Start Extract provided

Saturday, 7 July 2018
An Historic Double Decker In Bristol (2)
Trains Take The Trade
By the early 20th Century, local river and sea traffic was beginning to decline in Bristol, but the railways were in the ascendancy. The Great Western, who owned the harbour-side lines, wanted to expand. Their cunning plan was to build a large goods depot on Canons Marsh.
fbb could not discover who the Canon was, but a 1747 map shows the area clearly.
It was a tract of largely unused and often squidgy ground at the confluence of the Avon and the Froom (Frome) rivers. If, like fbb, you struggle with orientation of old maps, please note that West is at the top of the map and North to the right.
By the late 1880s the Harbour Railway had made it to its tunnel and sheds ...
... and the obvious emptiness of the dear old canon's marshland beckoned. But how to get there?
Answer; make a junction with the GWR branch to Portishead (top of map below) at Ashton with good access all round from the triangular junction (bottom),
Link to an extension of the existing railway running on the south bank of the harbour ...
... and, while you are at it, build a branch along the north bank to Canon's Marsh, seen below, still in use.
And as a further spiffing wheeze, put a road on top of the railway bridge and improve cross river connectivity by leaps and bounds.
Thus begat Ashton Avenue Bridge, an historic Bristol double decker.
fbb reckons that the above picture is the very early 20th century version of photoshop; big tender engines would never go round the corners and the horses and riders are veritable giants. But here are eager Bristolians swarming across the bridge (looking north) to celebrate its opening.

End Extract provided

- Objective a -
Output, word for word, the part of the entries that begins with the line containing "In this photo, where can the woman's finger" and ends with the line containing "pixel 260 416", including both of those lines.

Start Listed entries

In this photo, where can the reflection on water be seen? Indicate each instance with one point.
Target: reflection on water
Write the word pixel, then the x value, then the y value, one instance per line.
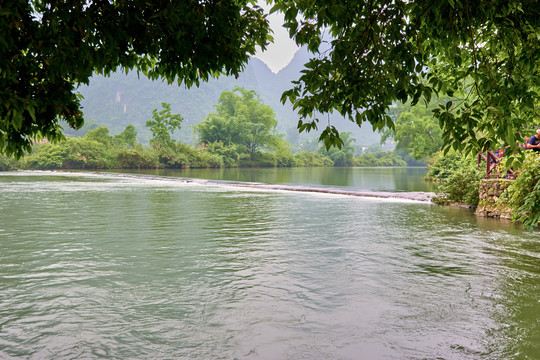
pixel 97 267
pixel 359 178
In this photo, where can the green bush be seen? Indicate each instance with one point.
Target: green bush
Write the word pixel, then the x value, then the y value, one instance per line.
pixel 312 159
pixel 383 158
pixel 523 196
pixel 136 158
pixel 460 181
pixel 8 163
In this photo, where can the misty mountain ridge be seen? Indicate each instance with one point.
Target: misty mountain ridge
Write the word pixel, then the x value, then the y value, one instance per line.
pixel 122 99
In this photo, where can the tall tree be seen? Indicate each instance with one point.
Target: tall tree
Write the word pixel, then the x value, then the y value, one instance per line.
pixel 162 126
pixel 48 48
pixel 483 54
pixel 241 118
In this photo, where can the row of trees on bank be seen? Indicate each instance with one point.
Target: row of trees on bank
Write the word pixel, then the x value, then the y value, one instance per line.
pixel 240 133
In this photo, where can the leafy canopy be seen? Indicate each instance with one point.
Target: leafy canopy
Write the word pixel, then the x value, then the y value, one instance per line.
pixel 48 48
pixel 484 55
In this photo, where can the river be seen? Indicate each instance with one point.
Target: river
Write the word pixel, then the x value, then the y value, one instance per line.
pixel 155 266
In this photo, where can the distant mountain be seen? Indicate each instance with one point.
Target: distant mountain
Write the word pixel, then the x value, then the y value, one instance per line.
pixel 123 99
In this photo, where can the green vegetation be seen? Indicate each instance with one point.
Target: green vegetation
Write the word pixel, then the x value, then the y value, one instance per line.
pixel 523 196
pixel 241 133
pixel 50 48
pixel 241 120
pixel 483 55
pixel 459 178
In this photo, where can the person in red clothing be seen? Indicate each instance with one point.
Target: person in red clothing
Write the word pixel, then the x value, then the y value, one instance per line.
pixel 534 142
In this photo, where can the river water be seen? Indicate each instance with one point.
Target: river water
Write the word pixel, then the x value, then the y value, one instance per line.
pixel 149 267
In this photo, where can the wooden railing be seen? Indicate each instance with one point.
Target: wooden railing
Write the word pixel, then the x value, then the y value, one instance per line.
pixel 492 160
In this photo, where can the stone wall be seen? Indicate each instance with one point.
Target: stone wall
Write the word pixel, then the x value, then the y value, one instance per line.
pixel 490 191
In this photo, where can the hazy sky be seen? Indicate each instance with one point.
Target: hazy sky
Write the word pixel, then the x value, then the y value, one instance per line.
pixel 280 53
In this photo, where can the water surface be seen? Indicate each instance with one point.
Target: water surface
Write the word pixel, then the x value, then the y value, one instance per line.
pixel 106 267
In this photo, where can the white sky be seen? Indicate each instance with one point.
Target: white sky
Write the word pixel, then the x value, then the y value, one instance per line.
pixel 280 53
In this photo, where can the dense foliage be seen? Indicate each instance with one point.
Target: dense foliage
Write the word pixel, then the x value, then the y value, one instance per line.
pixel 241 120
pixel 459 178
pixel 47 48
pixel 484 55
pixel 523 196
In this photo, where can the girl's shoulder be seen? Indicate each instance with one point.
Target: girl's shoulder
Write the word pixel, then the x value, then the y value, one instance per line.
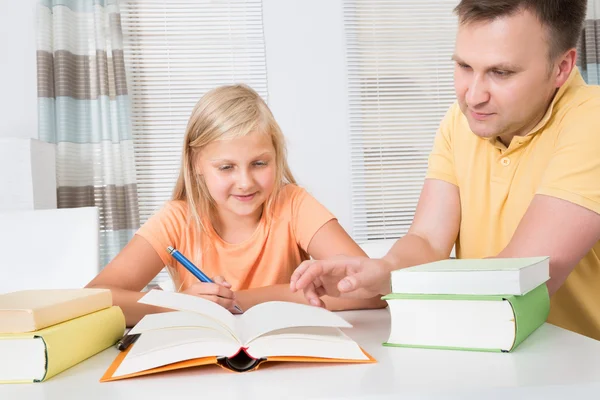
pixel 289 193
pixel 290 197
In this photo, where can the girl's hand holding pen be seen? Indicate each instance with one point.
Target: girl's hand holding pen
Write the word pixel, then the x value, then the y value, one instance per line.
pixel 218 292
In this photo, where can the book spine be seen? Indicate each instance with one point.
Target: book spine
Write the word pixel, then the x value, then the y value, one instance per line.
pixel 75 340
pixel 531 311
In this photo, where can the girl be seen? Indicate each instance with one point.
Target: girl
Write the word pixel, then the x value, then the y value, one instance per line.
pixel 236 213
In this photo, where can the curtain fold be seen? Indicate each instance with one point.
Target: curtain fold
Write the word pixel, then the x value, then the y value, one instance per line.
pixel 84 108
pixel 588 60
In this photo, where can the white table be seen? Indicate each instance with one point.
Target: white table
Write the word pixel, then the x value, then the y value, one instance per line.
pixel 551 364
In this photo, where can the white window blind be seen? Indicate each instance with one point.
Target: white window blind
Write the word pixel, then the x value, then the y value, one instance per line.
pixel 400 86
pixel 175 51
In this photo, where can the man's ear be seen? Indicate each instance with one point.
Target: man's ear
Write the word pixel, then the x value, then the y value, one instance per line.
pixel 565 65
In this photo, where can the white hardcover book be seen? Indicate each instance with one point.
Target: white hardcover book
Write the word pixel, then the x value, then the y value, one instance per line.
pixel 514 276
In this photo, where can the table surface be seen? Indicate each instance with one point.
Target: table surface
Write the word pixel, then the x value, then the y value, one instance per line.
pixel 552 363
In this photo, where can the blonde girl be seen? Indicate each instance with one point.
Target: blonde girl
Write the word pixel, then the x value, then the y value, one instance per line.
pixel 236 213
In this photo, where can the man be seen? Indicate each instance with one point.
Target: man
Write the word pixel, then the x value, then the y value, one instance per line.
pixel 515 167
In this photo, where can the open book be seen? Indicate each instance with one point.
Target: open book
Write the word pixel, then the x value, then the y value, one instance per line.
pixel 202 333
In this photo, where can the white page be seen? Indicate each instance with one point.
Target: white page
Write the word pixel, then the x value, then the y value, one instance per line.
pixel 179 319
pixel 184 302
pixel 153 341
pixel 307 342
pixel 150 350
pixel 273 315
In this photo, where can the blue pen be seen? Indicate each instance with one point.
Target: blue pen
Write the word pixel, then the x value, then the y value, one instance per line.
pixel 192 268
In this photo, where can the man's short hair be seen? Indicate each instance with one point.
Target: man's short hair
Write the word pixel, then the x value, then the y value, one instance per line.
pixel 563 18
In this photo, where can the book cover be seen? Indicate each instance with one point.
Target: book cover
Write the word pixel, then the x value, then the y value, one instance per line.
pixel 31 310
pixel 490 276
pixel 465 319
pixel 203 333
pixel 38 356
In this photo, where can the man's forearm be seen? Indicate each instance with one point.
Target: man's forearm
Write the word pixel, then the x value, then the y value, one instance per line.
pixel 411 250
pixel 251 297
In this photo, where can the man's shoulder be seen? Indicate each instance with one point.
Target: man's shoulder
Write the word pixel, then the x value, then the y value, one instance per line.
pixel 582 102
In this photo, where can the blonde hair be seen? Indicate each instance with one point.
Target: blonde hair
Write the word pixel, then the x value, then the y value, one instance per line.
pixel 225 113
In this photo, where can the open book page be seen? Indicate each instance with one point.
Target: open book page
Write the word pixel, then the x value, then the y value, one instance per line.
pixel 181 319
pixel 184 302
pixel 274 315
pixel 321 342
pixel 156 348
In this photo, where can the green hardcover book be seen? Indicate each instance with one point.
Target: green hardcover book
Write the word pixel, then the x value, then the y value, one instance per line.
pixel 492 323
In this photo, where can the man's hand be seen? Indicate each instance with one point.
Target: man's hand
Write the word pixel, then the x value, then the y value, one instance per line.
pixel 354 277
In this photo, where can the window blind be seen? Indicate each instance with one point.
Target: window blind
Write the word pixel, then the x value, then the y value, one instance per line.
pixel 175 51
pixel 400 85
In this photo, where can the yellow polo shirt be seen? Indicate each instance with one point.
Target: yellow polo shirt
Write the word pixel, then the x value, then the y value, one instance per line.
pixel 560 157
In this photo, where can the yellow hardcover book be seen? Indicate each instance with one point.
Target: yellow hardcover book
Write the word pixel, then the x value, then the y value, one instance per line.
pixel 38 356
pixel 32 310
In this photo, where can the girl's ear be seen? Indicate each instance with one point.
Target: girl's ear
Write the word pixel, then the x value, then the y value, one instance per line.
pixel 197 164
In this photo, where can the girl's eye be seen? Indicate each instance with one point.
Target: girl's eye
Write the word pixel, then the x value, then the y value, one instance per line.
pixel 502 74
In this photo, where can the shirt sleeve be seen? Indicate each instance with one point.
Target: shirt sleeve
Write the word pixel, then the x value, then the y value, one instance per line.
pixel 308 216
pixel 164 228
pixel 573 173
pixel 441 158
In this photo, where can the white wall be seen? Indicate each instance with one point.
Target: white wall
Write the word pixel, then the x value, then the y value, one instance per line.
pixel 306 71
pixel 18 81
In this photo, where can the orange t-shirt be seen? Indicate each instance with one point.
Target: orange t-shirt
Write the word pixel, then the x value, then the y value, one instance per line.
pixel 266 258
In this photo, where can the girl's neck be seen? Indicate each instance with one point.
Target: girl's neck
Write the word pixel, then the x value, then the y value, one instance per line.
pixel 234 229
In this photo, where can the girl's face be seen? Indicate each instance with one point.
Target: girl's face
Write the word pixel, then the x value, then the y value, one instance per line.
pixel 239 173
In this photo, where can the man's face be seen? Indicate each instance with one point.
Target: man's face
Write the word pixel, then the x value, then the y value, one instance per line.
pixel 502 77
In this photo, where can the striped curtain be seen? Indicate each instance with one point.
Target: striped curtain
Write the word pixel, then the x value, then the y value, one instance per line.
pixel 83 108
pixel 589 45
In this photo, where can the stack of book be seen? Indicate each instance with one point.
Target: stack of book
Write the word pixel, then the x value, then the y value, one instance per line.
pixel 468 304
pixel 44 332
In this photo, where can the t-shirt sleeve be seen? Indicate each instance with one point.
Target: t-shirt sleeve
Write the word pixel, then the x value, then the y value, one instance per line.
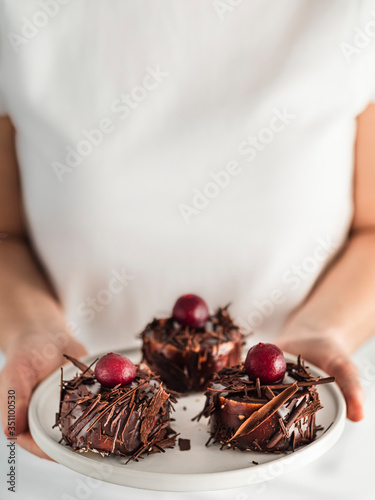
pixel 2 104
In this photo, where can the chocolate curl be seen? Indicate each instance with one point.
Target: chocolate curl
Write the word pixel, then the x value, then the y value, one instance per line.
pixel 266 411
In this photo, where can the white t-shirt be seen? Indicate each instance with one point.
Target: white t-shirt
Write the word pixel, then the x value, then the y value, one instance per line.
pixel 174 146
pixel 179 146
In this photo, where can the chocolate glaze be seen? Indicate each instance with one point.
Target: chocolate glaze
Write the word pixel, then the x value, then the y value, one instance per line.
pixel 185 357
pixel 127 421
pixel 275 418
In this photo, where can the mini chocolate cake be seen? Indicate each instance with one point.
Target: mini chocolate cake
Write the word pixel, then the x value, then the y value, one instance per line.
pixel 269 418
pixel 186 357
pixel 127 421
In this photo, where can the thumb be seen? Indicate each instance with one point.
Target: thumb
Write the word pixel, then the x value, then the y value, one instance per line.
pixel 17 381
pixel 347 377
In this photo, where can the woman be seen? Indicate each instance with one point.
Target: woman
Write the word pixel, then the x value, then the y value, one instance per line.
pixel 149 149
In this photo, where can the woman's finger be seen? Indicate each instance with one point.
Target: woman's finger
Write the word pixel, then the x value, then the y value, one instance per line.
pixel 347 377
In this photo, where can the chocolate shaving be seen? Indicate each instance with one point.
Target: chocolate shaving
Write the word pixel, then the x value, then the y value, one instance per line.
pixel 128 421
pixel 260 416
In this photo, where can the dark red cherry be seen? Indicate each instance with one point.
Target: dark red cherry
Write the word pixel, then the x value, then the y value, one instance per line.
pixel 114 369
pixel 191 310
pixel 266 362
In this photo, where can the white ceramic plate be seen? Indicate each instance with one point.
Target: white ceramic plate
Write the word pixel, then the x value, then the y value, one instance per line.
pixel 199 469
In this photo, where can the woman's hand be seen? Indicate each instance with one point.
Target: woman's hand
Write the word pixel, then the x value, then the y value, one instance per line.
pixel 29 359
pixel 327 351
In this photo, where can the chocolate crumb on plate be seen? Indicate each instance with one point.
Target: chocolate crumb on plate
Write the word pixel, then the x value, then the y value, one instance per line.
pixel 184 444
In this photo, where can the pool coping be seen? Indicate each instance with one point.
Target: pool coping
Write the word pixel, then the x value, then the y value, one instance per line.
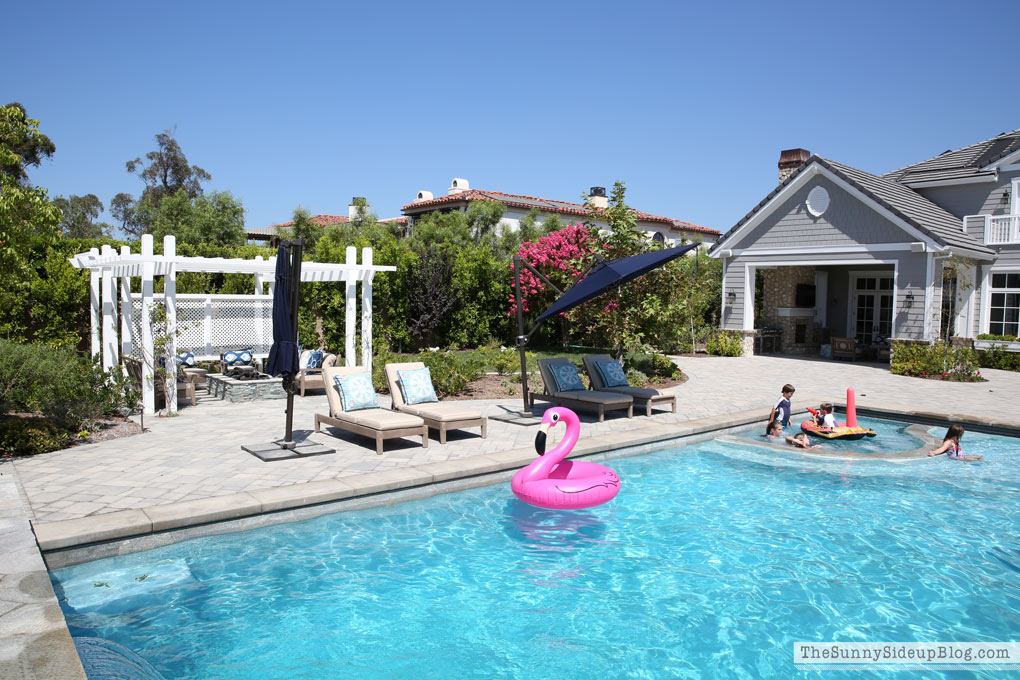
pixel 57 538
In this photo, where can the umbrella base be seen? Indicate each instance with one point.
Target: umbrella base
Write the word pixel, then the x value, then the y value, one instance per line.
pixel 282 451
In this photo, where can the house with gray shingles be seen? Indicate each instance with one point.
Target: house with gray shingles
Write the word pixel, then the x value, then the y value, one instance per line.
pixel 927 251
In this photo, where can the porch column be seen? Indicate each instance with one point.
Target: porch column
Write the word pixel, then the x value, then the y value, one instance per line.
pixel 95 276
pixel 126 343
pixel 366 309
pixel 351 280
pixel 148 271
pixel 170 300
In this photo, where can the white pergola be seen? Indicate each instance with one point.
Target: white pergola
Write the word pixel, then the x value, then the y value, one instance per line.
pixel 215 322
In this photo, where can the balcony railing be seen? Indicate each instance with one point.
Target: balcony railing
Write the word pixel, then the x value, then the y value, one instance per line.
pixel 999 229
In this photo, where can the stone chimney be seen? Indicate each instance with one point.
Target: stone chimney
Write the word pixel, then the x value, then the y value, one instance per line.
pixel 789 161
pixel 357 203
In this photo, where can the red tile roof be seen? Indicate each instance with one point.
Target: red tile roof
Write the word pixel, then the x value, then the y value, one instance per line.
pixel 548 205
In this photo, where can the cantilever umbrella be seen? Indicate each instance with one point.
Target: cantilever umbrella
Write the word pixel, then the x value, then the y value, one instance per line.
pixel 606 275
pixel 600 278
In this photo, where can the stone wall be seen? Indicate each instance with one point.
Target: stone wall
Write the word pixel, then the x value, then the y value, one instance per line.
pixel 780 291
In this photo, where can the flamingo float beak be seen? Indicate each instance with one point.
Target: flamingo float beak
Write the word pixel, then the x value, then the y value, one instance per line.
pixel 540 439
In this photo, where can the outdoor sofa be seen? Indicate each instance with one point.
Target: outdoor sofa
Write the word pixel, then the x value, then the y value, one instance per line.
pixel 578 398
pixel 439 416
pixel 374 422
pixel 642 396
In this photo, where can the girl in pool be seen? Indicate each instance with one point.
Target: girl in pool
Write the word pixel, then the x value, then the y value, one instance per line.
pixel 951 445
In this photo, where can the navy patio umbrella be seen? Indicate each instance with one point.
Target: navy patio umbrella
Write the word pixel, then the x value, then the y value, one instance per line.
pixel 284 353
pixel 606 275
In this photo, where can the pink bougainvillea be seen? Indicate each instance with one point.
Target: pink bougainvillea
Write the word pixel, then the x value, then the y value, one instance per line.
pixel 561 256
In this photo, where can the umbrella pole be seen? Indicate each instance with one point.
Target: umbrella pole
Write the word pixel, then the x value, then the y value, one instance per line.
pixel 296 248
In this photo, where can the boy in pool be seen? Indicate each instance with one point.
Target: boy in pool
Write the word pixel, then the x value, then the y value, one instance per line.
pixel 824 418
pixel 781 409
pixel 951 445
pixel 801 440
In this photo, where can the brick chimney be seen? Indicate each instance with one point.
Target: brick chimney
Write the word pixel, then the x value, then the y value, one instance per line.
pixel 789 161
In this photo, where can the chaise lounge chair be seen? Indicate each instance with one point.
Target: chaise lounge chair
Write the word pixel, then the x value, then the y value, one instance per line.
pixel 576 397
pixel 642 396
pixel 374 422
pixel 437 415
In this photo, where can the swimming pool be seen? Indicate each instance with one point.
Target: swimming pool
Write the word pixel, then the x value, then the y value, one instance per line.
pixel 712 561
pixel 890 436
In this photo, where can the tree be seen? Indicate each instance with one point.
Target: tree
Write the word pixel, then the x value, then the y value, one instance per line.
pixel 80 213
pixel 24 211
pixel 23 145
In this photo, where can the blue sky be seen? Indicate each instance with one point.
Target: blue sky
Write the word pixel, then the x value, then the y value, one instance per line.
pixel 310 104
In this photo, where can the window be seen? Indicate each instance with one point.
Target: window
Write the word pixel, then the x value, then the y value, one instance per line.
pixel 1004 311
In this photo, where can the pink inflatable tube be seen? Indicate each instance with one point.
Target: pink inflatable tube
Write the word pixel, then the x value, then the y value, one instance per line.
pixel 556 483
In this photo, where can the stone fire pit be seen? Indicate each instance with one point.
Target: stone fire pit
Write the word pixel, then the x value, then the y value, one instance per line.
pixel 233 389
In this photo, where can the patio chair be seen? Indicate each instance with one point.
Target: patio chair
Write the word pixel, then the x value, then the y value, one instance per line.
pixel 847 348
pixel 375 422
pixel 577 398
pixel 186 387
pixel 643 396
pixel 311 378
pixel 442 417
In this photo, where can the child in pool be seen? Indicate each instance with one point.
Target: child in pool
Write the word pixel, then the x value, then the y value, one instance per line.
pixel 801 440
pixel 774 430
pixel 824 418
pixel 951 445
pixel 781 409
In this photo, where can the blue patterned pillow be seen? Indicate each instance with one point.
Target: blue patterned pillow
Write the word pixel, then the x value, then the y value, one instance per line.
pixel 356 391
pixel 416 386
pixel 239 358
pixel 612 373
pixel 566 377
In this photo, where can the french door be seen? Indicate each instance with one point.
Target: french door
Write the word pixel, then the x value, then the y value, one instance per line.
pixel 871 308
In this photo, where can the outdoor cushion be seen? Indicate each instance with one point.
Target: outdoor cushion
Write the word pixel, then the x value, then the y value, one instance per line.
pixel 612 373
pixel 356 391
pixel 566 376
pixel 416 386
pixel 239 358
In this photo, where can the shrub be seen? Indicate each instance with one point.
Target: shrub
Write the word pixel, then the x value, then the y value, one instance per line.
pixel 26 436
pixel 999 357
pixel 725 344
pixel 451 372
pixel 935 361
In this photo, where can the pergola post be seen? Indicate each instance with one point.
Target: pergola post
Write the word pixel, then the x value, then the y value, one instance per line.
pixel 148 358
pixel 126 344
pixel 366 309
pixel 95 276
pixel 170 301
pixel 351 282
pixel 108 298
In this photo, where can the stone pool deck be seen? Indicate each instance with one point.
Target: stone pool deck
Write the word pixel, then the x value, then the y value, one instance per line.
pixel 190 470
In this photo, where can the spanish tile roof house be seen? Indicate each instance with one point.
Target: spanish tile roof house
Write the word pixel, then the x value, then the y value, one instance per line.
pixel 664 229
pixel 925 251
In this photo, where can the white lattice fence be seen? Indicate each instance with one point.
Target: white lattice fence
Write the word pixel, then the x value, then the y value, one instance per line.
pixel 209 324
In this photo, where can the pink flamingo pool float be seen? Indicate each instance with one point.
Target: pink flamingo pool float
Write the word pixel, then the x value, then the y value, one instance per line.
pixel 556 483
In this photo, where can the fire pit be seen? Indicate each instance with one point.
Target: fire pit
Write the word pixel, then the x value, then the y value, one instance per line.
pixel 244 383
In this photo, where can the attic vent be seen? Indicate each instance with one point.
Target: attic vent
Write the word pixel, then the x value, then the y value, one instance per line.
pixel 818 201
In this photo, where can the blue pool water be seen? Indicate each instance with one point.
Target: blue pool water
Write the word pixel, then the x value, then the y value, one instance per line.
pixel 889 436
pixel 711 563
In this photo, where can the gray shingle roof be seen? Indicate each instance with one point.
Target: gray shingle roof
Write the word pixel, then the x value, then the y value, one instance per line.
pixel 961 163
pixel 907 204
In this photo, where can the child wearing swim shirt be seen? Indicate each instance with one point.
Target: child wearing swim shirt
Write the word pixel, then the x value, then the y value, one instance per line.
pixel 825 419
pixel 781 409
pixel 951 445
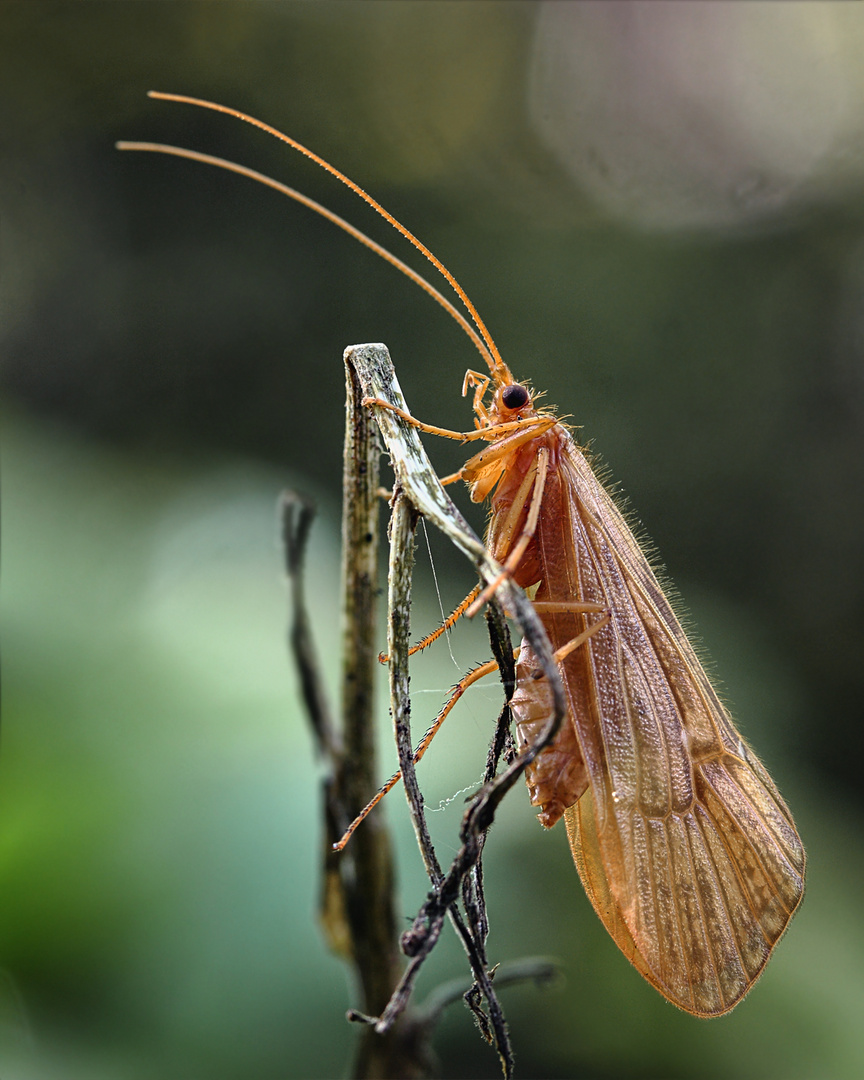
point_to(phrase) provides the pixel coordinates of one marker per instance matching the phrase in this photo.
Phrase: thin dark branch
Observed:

End Listed entries

- Objective b -
Decide whether each statement agrees with the passage on Bristol's railways, answering yes or no and quoting the words of the passage that settle it. (i) The Great Western owned the harbour-side lines. (ii) On the 1747 map, North is at the top. (iii) A road was placed on top of the railway bridge.

- Correct answer a -
In this photo, where can the woman's finger be seen? Indicate each instance with one point.
Target: woman's finger
Write the word pixel, then the x value, then the y value, one instance per line.
pixel 347 377
In this photo, where can the chocolate shaving be seen? Indicate each instance with one point.
Target: chocolate shaving
Write the word pixel, then the x value, then the y value, one instance per line.
pixel 128 421
pixel 260 416

- Correct answer b -
(i) Yes: "The Great Western, who owned the harbour-side lines, wanted to expand."
(ii) No: "West is at the top of the map and North to the right."
(iii) Yes: "put a road on top of the railway bridge"